» **Passage provided**:
Begin

# Hyatt Resale: Reasonable $s to pay for resale points?



## ackerdl (Aug 19, 2014)

Hello Everyone,

The fine folks over on the "Buying, Renting, Selling" forum saved me a ton of money by talking me down off the ledge and getting me to rescind my contract for a Gold week of 18,800 points at Hyatt Pinon Pointe --- they talked some sense into me and made me realize what I had already heard before:  Resale is way cheaper, and the only significant things I lose are the ability to transfer for Hyatt Credit Card Points and the ability to upgrade my ownership to a higher level through Hyatt in the future. 

The folks on that board referred me to this board with my other main question:  How much is a reasonable figure or range to pay for a Resale of:

1880 points?
2000 points?
2200 points?

I realize that the resale purchase has to pass Hyatt's right of first refusal, so it can't be totally low-ball.  However, I want to get a fair deal.

I'm also thinking that I would like the purchase to be at a low-cost maintenance location like Pinon Pointe in Arizona, but I am open to advice.

End

» **Task**: Copy the forum thread on Hyatt resale points word for word, from its title through its final sentence.

» **Given records**:
Begin

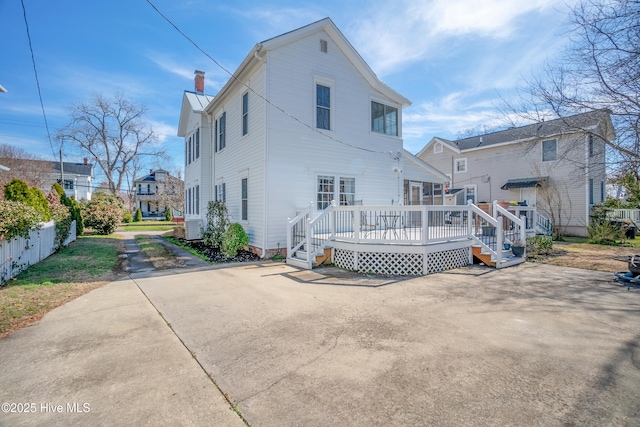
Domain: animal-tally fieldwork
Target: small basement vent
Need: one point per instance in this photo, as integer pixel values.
(323, 46)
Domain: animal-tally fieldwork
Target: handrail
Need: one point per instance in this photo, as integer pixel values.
(482, 213)
(511, 217)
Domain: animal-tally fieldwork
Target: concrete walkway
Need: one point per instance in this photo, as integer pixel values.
(527, 345)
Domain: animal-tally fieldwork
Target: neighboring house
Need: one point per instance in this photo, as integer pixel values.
(77, 177)
(557, 166)
(157, 192)
(304, 120)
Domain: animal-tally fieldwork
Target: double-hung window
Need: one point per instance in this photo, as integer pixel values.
(221, 192)
(197, 138)
(222, 131)
(384, 119)
(325, 191)
(245, 113)
(323, 107)
(245, 199)
(549, 150)
(344, 193)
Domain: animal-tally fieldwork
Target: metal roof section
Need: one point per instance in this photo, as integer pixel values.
(525, 182)
(580, 122)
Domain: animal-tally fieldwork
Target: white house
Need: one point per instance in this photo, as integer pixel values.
(557, 166)
(304, 120)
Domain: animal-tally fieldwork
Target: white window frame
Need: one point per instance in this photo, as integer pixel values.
(398, 118)
(245, 113)
(244, 199)
(336, 193)
(323, 81)
(555, 157)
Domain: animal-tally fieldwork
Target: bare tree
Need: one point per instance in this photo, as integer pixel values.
(114, 133)
(24, 166)
(599, 71)
(170, 193)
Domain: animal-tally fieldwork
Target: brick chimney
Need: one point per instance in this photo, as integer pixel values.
(199, 79)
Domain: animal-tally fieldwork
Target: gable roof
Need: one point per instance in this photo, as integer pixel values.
(584, 122)
(432, 174)
(191, 103)
(256, 58)
(83, 169)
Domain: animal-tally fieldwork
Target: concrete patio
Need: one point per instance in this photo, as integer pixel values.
(527, 345)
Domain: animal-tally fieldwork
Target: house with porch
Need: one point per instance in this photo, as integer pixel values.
(554, 169)
(157, 192)
(76, 178)
(303, 126)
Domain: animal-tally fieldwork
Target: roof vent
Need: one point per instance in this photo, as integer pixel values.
(323, 46)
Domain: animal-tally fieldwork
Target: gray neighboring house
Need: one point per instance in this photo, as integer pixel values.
(557, 166)
(77, 177)
(157, 192)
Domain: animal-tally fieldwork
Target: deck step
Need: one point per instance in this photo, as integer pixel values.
(487, 258)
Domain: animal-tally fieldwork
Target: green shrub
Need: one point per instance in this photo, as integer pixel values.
(235, 238)
(217, 224)
(605, 233)
(127, 217)
(61, 217)
(540, 244)
(19, 191)
(17, 219)
(74, 208)
(103, 217)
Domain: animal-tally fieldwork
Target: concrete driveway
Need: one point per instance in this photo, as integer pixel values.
(527, 345)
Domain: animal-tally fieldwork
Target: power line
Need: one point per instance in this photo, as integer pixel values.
(234, 77)
(33, 60)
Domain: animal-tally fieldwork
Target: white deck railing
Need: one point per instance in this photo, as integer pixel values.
(624, 215)
(401, 225)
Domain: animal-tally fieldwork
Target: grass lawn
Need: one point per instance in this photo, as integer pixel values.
(160, 257)
(88, 263)
(148, 226)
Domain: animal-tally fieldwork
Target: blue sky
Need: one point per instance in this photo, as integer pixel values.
(454, 59)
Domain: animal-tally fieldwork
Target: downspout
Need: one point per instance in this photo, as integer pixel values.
(265, 182)
(587, 172)
(212, 158)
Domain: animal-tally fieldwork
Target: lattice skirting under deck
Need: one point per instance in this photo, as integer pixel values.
(400, 264)
(447, 260)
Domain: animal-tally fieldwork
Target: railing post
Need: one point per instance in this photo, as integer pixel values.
(289, 237)
(309, 244)
(499, 242)
(470, 219)
(357, 213)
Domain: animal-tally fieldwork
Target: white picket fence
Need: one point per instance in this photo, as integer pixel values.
(19, 253)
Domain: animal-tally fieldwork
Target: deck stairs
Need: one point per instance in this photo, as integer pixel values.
(299, 258)
(489, 257)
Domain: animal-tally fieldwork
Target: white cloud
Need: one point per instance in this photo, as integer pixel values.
(394, 34)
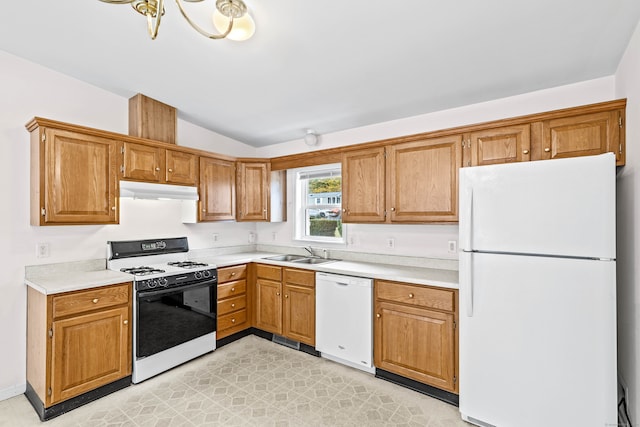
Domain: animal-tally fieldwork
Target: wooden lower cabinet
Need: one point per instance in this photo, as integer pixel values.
(78, 341)
(415, 333)
(285, 302)
(232, 301)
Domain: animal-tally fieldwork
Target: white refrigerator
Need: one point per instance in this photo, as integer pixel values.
(537, 293)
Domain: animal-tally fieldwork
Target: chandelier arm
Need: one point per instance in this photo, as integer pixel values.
(153, 22)
(200, 30)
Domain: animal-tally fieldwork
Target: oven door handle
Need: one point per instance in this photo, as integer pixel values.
(147, 293)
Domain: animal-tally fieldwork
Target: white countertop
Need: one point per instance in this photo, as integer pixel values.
(416, 275)
(60, 280)
(76, 280)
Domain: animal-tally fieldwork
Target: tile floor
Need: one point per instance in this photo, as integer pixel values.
(252, 382)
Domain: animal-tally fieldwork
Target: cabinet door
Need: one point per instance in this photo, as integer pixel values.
(416, 343)
(363, 186)
(143, 162)
(181, 168)
(253, 191)
(79, 180)
(89, 351)
(423, 180)
(269, 306)
(217, 190)
(500, 145)
(582, 135)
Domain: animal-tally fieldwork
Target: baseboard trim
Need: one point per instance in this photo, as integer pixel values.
(431, 391)
(75, 402)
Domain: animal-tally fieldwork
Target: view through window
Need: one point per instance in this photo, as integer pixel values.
(321, 204)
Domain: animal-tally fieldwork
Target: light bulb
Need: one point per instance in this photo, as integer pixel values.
(243, 27)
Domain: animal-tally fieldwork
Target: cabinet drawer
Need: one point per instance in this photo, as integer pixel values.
(231, 289)
(232, 304)
(236, 272)
(230, 320)
(300, 277)
(422, 296)
(269, 272)
(89, 300)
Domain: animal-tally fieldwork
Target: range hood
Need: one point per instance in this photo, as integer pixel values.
(146, 190)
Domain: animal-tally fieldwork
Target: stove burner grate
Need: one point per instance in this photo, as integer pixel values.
(141, 271)
(187, 264)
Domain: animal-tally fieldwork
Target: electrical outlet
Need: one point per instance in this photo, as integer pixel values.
(42, 250)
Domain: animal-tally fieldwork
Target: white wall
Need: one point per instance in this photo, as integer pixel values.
(28, 90)
(628, 86)
(426, 240)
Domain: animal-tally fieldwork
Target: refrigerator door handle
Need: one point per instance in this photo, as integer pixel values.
(466, 221)
(466, 280)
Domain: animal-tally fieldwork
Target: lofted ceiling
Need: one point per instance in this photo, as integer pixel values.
(328, 65)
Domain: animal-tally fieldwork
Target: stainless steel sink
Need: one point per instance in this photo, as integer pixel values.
(314, 260)
(287, 257)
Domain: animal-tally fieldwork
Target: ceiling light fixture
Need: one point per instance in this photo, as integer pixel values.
(311, 138)
(231, 18)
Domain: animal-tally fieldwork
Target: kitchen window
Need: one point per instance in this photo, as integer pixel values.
(319, 204)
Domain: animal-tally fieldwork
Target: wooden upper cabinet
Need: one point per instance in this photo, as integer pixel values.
(181, 168)
(253, 191)
(217, 190)
(423, 180)
(583, 135)
(498, 145)
(151, 163)
(363, 185)
(73, 178)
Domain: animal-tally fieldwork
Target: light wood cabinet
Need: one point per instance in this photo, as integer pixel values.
(73, 177)
(285, 302)
(583, 135)
(151, 163)
(78, 341)
(253, 191)
(412, 182)
(498, 145)
(217, 190)
(415, 333)
(233, 311)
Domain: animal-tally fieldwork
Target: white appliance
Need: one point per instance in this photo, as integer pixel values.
(537, 293)
(344, 324)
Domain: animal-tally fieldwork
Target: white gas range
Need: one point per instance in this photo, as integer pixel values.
(174, 308)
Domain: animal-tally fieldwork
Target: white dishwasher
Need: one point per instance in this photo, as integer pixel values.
(344, 309)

End

» **Task answer**:
# Hyatt Resale: Reasonable $s to pay for resale points?



## ackerdl (Aug 19, 2014)

Hello Everyone,

The fine folks over on the "Buying, Renting, Selling" forum saved me a ton of money by talking me down off the ledge and getting me to rescind my contract for a Gold week of 18,800 points at Hyatt Pinon Pointe --- they talked some sense into me and made me realize what I had already heard before:  Resale is way cheaper, and the only significant things I lose are the ability to transfer for Hyatt Credit Card Points and the ability to upgrade my ownership to a higher level through Hyatt in the future. 

The folks on that board referred me to this board with my other main question:  How much is a reasonable figure or range to pay for a Resale of:

1880 points?
2000 points?
2200 points?

I realize that the resale purchase has to pass Hyatt's right of first refusal, so it can't be totally low-ball.  However, I want to get a fair deal.

I'm also thinking that I would like the purchase to be at a low-cost maintenance location like Pinon Pointe in Arizona, but I am open to advice.